Given task 1:
Repeat the rows below verbatim, starting with the line that contains "cheek, it would be much appreciated." and going on through the last line of the rows.

Using $h^{i}$ , Each agent produces a key $K^{i}=W_{K}h^{i}$ , a value $V^{i}=W_{V}h^{i}$ and a query $Q^{i}=W_{Q}h^{i}$ . It then proceeds to send the computed $V^{i}$ and $Q^{i}$ to all the other agents in the environment. It also receives $V^{j}$ and $Q^{j}$ , $j\in V-\{i\}$ , where $j$ is every other agent in the environment. It then uses dot product attention method to calculate the attention it needs to pay to the message of agent $j$ at every time step. This method of calculating attention and aggregating information received from other agents is described in more detail in Figure 1. After message passing, every agent updates its embedding $h^{i}$ . Now each agent passes it’s hidden embedding, $h^{i}$ through another neural network which produces a distribution over the actions that the agent can take. At each time step, all the agents calculate their own action in a decentralised manner and are given a single reward for their collective set of actions. This reward is then used to train the agents using PPO [17]. One important implementation detail is that we assume that the agents in the same team share all the learnable parameters of agent state encoder network, environment state encoder network, opponent state encoder network, inter agent communication module and final policy network. This means that our work falls under the paradigm of centralised training and decentralised execution.

IV EXPERIMENTS

In this work, we have worked on the standard swarm robotic task of deception. The deception environment has been implemented in the Multi-Agent Particle Environment [11] where the agents can move around in 2D space following a double integrator dynamics model. Every agent produces an action in the form of acceleration along the X or Y direction.

IV-A Environment Description : Deception

In the task of deception, we can have a team of N agents trying to protect high value target among N targets. The agents needs to learn to spread out to cover targets in order to confuse an observing adversary as to which of the target is the most important. There are two teams of agents in the environment:

•

Good Agents: They can observe all the landmarks in the environment and know which landmark is the target landmark. In our work, the good agents are collectively learning to collaborate with each other and to come up with strategies to deceive the observing adversary.
•

Adversary Agent: In this work, we have only presented results with one adversary agent in the environment. We have tried experiments with both learning and heuristic adversary. Basically, an adversary needs to infer the target location from the motion of the good agents. If learning, the adversary can see all the landmarks but does not know which landmark is the target landmark. If heuristic, the adversary moves towards landmark with closest good agent. In this work, results have been presented with only a heuristic adversary.

Extracted entries:

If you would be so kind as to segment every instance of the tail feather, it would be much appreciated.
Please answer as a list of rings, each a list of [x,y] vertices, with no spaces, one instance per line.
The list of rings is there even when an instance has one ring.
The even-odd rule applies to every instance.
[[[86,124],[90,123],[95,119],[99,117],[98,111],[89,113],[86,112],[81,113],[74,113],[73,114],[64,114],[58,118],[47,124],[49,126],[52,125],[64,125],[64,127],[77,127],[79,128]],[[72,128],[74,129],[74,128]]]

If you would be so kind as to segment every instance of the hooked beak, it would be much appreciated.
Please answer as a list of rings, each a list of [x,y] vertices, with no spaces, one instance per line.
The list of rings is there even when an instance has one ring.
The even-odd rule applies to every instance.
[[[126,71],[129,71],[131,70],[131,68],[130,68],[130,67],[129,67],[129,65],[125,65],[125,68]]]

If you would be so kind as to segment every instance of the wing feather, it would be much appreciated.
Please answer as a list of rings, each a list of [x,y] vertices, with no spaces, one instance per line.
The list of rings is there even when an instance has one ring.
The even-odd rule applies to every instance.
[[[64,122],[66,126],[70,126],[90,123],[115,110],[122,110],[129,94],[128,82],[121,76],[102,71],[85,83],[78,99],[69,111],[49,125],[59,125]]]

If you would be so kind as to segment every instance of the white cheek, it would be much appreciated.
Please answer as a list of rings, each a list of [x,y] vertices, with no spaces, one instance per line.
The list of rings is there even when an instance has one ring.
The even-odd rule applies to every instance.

Given task 2:
Summarize the passage on multi-agent deception above in two sentences.

Full solution 1:
If you would be so kind as to segment every instance of the white cheek, it would be much appreciated.
Please answer as a list of rings, each a list of [x,y] vertices, with no spaces, one instance per line.
The list of rings is there even when an instance has one ring.
The even-odd rule applies to every instance.

Full solution 2:
Each agent computes a key, value and query from its embedding, exchanges values and queries with the other agents, and uses dot product attention to weigh their messages before passing its updated embedding through a network that yields an action distribution, with a single shared reward used to train the agents via PPO under centralised training and decentralised execution. The experiments use the deception task in the Multi-Agent Particle Environment, where good agents that know the target landmark learn to spread out and deceive one adversary, and the results presented use only a heuristic adversary.